— Start Records for the exercise —

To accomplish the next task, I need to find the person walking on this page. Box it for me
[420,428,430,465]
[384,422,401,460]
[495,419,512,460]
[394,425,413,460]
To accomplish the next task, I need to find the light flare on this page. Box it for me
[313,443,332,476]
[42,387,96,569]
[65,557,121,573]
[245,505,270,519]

— End Records for the exercise —

- [Given instruction]:
Rewrite the listing above, changing every "Box it for me" to "Draw a box around it" and leaving everything else as it is.

- [Written response]:
To accomplish the next task, I need to find the person walking on this page. Draw a box around it
[420,428,430,465]
[384,422,401,460]
[495,419,512,460]
[394,425,413,460]
To accomplish the next task, I need to find the light flare on this page. Draw a box around it
[313,443,332,476]
[42,387,96,569]
[65,557,121,573]
[245,505,270,519]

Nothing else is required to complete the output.